(Data extracted from a collection)
════════
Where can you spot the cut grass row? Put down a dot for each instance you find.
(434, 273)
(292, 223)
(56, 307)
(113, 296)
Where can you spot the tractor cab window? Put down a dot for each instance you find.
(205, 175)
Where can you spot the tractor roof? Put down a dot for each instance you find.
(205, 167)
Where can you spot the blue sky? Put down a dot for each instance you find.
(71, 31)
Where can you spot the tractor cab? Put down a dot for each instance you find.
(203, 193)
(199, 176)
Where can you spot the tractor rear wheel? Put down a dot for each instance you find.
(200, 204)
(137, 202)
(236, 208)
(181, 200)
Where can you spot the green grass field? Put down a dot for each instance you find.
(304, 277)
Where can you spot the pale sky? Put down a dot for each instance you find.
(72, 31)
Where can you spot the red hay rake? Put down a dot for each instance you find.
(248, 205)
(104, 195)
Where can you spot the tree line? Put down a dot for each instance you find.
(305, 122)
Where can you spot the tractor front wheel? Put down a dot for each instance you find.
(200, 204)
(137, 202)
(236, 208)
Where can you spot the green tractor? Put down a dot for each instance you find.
════════
- **PROBLEM**: Write all the entries out again exactly as they are.

- **RESPONSE BELOW**:
Where can you spot the cut grass row? Put down a dot for each instance you find.
(434, 273)
(292, 223)
(56, 307)
(113, 296)
Where can you spot the tractor cab window? Put down a dot for each instance you find.
(205, 175)
Where can you spot the tractor roof? Put down a dot for each instance you find.
(205, 167)
Where can you spot the blue sky? Put down a dot for each instance you find.
(71, 31)
Where can you spot the tractor cab? Put down a dot for each instance you find.
(203, 193)
(199, 176)
Where can you spot the tractor rear wheel? Put down a dot for each instance you find.
(200, 204)
(137, 202)
(236, 208)
(181, 200)
Where can you spot the green grass field? Put down a dot for each instance you find.
(304, 277)
Where can you spot the pale sky? Put down a dot for each instance you find.
(72, 31)
Where can you spot the red hay rake? Put down a dot for each instance you find.
(248, 205)
(104, 195)
Where can you spot the tree line? Put down a dot for each instance you find.
(305, 122)
Where can you spot the tractor front wheel? Put down a dot for each instance you find.
(200, 204)
(137, 202)
(236, 208)
Where can you spot the green tractor? Put down a dot for each instance you find.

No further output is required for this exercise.